### Document section ###
VŠKK SYMPOSIUM 29. 4. 2025
Call for Papers: Ecstatic Truth IX
Ways of Knowing: practice as research, material resistance and re-presented reality in expanded documentary form.
Welcome proposals from PhD students, film practitioners, scholars and other researchers.
Join us in Prague on Tuesday 29 th April, 2025 at vskk.cz
Keywords: knowledge, knowing, artistic research, practice as research, provisionality, metamorphosis, fact, truth, ecstatic truth, materiality, environment, media archaeology, media geology, sensory ethnography, experiential knowledge, algorithmic knowledge, expanded animation, expanded documentary, expanded communication, audio-visual media, resistance, animated documentary
In the age of expanding powers of AI, we want to question what it means to understand, to get to know something and communicate this beyond the limited scope of human language. How do we engage in a process of getting to know, knowing ever deeper, more intimately, of making sense? How does your own (audio-visual) practice help you know something? What tools and methods do you use to get to know something? How does the process of research, the methods and tools that you use, impact the product itself, be it a film, performance or text?. What is the role of the environment you are in and the materials you engage with? And, considering the proliferation of virtual worlds, what is the role of the animated image in the development of new forms of perception? How do these particular forms of enquiry affect the answers you receive? What is the relationship to questions of “truth” – how is truth shaped by the media through which it passes, the encounters with more-than-human worlds? What is the relationship between knowing something and knowing yourself? How does your knowing transform you? How do you transform your knowing into something that can help others to know, or to be transformed? Or in other forms, how do you use your research to communicate your insights?
Given there are so many ways of knowing or getting to know, we invite you to share and question the methods and processes that you employ in order to produce your films/audio-visual works. We are particularly interested in questioning the role of the body, materiality and also technology to mediate these complex dynamics between the physical world and the representation on the screen as well as beyond it. We are interested in speculations on questions of material, ecstatic, as well as algorithmic truth, embodied and situated knowledge, simulation and virtual realities in relationship to questions of authenticity, truth and understanding, the possible entanglements between these. We are equally interested in forms of resistance – to the established structures, opaque interfaces, dominant narratives propelled by corporations. What partisan, subversive forms of resistance, of softening, of finding cracks and openings have you found through your practice?
###
◆ **Challenge**: Name every group of people that the call for papers says it welcomes proposals from.
### Material shown ###
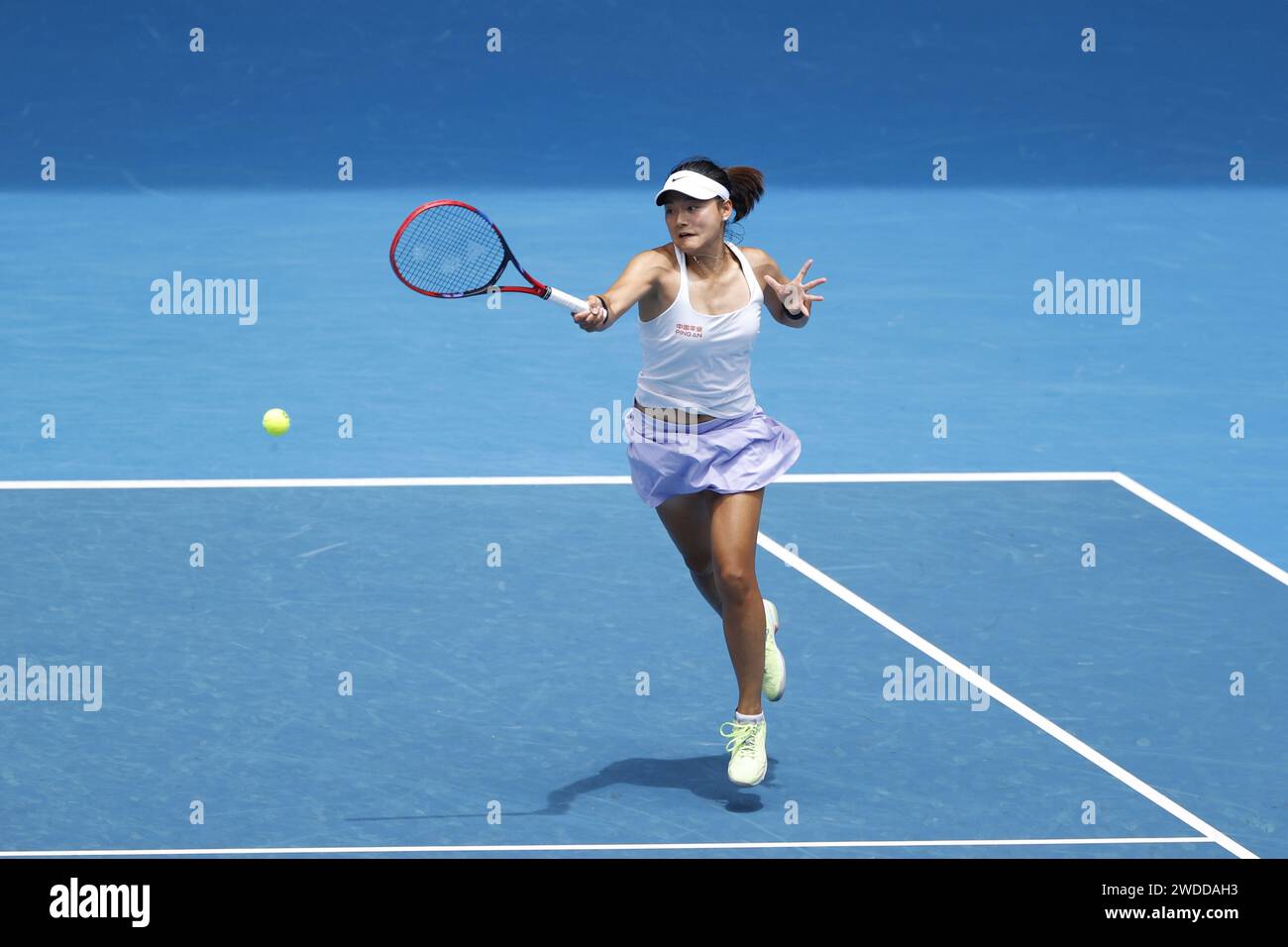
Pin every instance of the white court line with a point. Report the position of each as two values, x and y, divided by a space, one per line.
644 847
1004 697
617 479
1211 834
1201 527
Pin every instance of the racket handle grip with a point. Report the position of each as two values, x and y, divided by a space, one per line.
566 300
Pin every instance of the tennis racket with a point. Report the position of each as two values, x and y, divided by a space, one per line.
450 250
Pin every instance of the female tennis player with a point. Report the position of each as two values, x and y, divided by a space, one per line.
700 449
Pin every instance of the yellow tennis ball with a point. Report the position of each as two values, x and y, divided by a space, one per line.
277 421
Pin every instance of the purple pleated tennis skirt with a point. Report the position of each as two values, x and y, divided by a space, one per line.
728 455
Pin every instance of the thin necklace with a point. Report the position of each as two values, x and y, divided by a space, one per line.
709 257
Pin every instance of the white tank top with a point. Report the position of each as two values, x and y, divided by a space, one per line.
698 361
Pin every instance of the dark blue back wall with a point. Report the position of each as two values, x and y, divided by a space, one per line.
581 89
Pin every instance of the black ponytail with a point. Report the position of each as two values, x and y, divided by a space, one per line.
746 184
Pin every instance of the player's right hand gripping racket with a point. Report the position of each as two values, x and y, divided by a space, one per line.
449 249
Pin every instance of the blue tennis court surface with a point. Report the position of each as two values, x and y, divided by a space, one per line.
496 671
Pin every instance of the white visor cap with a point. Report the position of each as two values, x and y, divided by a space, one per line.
695 185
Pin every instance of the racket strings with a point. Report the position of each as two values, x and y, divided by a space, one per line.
450 250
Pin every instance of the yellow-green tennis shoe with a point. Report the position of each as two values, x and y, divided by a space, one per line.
776 668
747 761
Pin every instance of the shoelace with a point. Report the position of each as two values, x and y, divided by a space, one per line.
743 736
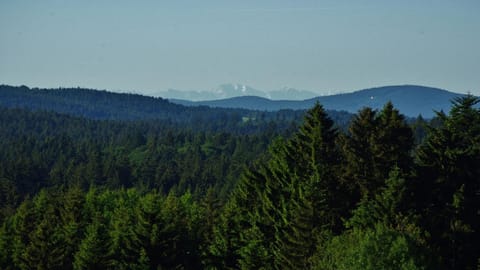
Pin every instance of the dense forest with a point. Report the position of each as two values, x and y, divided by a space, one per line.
373 192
###
◆ **Solution below**: PhD students, film practitioners, scholars and other researchers.